▶ **Excerpt**:
Model building

Now it's time to create the model. As we mentioned, we are going to use a deep learning architecture called CNN as a learning algorithm for this fish recognition task. Again, you are not required to understand any of the previous or the upcoming code in this chapter as we are only demonstrating how complex data science tasks can be solved by using only a few lines of code with the help of Keras and TensorFlow as a deep learning platform.

Also note that CNN and other deep learning architectures will be explained in greater detail in later chapters:

Figure 1.10: CNN architecture

So let's go ahead and create a function that will be responsible for creating the CNN architecture that will be used in our fish recognition task:

def create_cnn_model_arch():
    pool_size = 2 # we will use 2x2 pooling throughout
    conv_depth_1 = 32 # we will initially have 32 kernels per conv. layer...
    conv_depth_2 = 64 # ...switching to 64 after the first pooling layer
    kernel_size = 3 # we will use 3x3 kernels throughout
    drop_prob = 0.5 # dropout in the FC layer with probability 0.5
    hidden_size = 32 # the FC layer will have 512 neurons
    num_classes = 8 # there are 8 fish types
    # Conv [32] -> Conv [32] -> Pool
    cnn_model = Sequential()
    cnn_model.add(ZeroPadding2D((1, 1), input_shape=(3, 32, 32), dim_ordering='th'))

Excerpts from a point labeling dataset:
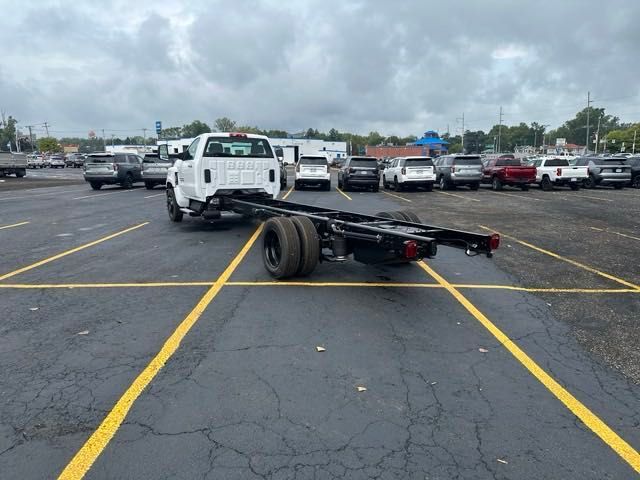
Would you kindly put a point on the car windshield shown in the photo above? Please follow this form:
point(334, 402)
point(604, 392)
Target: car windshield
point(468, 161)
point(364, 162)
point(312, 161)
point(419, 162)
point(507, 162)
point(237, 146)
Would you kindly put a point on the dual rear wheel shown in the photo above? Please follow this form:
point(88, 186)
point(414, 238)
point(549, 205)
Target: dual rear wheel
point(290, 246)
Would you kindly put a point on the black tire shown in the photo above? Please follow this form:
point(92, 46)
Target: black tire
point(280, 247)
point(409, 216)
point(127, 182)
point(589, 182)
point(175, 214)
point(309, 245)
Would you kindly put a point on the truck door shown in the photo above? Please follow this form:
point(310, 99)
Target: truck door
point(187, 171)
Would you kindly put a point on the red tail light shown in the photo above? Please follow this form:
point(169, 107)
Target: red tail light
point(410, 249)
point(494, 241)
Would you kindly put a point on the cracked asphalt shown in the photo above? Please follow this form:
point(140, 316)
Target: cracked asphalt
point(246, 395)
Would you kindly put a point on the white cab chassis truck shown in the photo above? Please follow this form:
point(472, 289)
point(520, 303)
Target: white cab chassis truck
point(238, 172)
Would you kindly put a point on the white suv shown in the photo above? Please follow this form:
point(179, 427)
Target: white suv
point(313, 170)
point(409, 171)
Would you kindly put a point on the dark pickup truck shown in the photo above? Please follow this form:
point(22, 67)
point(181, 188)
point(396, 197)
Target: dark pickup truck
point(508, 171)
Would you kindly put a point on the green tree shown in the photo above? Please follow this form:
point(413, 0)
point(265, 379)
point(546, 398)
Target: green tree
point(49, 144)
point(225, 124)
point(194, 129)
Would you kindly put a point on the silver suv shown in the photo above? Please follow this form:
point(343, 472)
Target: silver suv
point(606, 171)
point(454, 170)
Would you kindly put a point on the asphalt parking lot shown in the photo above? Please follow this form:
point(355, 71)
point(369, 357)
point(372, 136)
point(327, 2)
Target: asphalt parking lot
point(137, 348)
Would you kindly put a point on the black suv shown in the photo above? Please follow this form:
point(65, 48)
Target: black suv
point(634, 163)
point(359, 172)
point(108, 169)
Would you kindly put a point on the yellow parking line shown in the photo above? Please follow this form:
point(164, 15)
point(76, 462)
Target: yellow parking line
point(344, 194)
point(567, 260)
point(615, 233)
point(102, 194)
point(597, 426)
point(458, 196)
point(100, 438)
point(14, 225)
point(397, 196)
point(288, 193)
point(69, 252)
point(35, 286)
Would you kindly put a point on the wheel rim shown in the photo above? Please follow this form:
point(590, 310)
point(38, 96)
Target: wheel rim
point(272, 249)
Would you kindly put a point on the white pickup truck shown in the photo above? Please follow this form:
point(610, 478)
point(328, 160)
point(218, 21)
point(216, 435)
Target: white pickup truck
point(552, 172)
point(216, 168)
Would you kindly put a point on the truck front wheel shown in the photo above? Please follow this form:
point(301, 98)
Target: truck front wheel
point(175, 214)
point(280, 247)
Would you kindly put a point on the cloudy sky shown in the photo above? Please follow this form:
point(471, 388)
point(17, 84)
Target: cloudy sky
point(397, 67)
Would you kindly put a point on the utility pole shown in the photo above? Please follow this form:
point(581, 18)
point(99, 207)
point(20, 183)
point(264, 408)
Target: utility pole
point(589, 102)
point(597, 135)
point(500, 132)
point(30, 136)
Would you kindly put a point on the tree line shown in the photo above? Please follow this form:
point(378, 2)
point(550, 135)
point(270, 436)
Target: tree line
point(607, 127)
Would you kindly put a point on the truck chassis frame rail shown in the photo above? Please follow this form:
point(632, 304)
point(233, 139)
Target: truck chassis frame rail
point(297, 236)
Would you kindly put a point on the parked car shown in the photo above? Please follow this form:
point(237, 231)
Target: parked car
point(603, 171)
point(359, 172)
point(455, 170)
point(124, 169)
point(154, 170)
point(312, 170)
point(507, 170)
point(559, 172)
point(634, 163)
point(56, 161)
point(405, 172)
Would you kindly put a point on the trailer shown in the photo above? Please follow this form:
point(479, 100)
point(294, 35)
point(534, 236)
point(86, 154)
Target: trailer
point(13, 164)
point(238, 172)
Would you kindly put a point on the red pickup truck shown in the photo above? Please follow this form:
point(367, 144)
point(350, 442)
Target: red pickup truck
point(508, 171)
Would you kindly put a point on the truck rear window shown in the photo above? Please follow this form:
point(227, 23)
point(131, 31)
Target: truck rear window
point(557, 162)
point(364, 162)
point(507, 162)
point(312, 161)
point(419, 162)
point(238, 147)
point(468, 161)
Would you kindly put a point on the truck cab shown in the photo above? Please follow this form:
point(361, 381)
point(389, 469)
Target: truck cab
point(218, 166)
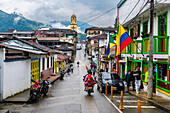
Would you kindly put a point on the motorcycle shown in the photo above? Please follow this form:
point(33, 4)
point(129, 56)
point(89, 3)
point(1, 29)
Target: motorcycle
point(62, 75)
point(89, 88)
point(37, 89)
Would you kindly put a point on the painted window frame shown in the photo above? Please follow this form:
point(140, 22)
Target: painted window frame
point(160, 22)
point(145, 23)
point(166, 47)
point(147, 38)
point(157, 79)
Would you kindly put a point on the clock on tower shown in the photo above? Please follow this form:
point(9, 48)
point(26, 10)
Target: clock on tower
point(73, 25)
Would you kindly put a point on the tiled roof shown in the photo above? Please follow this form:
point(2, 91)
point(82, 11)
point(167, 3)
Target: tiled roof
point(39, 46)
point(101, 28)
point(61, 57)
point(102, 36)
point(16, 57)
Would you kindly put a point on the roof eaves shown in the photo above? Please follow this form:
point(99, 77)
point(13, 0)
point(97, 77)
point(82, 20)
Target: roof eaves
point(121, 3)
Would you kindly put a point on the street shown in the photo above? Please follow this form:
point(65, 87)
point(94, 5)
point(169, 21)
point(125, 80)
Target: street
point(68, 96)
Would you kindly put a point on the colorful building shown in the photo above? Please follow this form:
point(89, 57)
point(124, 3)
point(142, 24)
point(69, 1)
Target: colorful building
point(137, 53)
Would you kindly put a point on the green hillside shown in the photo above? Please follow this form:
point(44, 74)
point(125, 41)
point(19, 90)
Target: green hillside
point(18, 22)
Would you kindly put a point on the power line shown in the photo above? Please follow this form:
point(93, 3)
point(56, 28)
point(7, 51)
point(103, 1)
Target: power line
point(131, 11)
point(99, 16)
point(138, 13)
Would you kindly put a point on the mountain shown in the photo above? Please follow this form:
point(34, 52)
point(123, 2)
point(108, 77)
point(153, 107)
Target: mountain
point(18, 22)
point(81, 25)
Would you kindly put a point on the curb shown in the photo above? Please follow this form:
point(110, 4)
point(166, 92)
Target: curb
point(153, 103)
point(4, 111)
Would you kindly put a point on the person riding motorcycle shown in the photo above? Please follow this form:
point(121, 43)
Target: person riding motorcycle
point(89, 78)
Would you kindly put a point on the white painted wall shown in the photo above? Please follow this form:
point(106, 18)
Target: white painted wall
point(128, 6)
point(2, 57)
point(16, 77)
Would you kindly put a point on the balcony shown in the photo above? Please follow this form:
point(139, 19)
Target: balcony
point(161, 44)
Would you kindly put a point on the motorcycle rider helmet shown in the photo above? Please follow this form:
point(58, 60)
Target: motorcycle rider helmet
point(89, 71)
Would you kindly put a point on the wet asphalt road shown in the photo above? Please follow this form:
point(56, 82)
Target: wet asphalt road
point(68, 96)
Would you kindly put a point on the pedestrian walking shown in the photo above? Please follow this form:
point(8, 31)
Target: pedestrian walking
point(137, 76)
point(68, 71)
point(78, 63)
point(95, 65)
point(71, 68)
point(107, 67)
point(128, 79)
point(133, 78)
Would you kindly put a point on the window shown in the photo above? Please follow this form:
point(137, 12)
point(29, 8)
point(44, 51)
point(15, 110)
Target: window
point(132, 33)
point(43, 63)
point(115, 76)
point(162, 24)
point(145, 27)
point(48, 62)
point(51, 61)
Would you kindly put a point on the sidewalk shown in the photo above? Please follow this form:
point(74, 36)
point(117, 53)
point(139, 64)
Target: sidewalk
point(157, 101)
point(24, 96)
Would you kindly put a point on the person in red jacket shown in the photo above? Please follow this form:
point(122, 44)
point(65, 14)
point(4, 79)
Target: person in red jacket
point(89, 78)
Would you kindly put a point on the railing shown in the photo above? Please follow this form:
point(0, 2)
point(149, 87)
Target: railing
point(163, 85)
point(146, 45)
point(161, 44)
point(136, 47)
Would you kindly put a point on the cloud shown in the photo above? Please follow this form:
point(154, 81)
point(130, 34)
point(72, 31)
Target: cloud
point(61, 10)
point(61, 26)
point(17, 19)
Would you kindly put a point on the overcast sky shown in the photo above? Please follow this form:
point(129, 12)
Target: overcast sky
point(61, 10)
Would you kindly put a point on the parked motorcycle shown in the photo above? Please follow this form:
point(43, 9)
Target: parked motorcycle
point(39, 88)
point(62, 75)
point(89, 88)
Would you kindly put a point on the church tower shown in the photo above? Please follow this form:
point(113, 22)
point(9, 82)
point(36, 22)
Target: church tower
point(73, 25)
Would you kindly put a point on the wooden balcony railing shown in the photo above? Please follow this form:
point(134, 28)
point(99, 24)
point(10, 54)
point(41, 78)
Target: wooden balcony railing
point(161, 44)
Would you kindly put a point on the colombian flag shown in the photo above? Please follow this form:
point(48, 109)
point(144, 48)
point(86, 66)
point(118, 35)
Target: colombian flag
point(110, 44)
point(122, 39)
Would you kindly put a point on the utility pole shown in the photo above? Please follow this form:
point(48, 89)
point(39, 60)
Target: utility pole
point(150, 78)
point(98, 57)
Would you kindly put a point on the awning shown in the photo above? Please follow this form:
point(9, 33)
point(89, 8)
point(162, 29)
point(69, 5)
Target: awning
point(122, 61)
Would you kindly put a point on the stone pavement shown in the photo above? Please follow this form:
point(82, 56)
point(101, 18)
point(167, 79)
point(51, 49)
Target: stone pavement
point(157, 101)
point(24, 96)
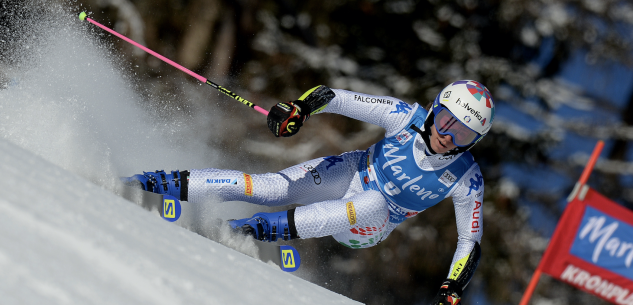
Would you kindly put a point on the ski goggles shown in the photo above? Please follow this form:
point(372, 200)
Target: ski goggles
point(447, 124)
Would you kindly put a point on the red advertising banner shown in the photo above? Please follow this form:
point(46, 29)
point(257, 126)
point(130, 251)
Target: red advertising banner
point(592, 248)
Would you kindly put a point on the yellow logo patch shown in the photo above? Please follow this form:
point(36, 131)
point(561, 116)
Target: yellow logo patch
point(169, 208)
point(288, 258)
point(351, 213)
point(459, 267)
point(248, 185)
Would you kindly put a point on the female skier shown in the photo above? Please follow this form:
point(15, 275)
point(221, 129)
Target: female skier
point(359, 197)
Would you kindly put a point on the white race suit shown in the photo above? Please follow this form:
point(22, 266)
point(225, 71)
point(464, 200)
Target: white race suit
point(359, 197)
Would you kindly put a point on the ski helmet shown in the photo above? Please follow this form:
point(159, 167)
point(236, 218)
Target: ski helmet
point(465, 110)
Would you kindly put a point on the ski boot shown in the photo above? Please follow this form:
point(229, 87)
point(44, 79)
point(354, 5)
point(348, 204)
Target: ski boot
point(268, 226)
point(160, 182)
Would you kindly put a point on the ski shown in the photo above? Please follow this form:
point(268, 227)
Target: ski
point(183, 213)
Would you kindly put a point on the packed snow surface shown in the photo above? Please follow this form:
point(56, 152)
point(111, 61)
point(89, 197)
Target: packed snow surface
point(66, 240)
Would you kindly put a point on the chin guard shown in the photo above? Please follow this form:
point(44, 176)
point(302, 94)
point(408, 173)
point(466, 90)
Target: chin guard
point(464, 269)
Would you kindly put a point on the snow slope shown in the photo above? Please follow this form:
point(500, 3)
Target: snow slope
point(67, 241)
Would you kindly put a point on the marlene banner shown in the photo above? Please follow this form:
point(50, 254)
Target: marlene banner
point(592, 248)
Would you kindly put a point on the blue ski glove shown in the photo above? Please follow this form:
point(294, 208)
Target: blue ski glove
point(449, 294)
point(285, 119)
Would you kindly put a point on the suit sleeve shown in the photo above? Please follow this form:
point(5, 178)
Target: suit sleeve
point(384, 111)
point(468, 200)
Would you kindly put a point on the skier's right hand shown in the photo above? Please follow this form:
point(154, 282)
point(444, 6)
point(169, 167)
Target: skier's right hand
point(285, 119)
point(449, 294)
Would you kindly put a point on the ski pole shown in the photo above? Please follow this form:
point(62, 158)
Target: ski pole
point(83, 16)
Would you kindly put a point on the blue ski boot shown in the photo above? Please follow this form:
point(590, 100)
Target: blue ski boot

▶ **Your tasks**:
1. Set down the model-building text word for word, from "So let's go" to "per conv. layer...".
2. In the model-building text, what kernel size does the CNN use throughout?
3. Extend the model-building text onward from its final line.

▶ **The responses**:
1.
So let's go ahead and create a function that will be responsible for creating the CNN architecture that will be used in our fish recognition task:

def create_cnn_model_arch():
    pool_size = 2 # we will use 2x2 pooling throughout
    conv_depth_1 = 32 # we will initially have 32 kernels per conv. layer...

2. 3x3 kernels.

3.
    cnn_model.add(Convolution2D(conv_depth_1, kernel_size, kernel_size, activation='relu', 
      dim_ordering='th'))
    cnn_model.add(ZeroPadding2D((1, 1), dim_ordering='th'))
    cnn_model.add(Convolution2D(conv_depth_1, kernel_size, kernel_size, activation='relu',
      dim_ordering='th'))
    cnn_model.add(MaxPooling2D(pool_size=(pool_size, pool_size), strides=(2, 2),
      dim_ordering='th'))
    # Conv [64] -> Conv [64] -> Pool
    cnn_model.add(ZeroPadding2D((1, 1), dim_ordering='th'))
    cnn_model.add(Convolution2D(conv_depth_2, kernel_size, kernel_size, activation='relu',
      dim_ordering='th'))
    cnn_model.add(ZeroPadding2D((1, 1), dim_ordering='th'))
    cnn_model.add(Convolution2D(conv_depth_2, kernel_size, kernel_size, activation='relu',
      dim_ordering='th'))
    cnn_model.add(MaxPooling2D(pool_size=(pool_size, pool_size), strides=(2, 2),
     dim_ordering='th'))
    # Now flatten to 1D, apply FC then ReLU (with dropout) and finally softmax(output layer)
    cnn_model.add(Flatten())
    cnn_model.add(Dense(hidden_size, activation='relu'))
    cnn_model.add(Dropout(drop_prob))
    cnn_model.add(Dense(hidden_size, activation='relu'))
    cnn_model.add(Dropout(drop_prob))
    cnn_model.add(Dense(num_classes, activation='softmax'))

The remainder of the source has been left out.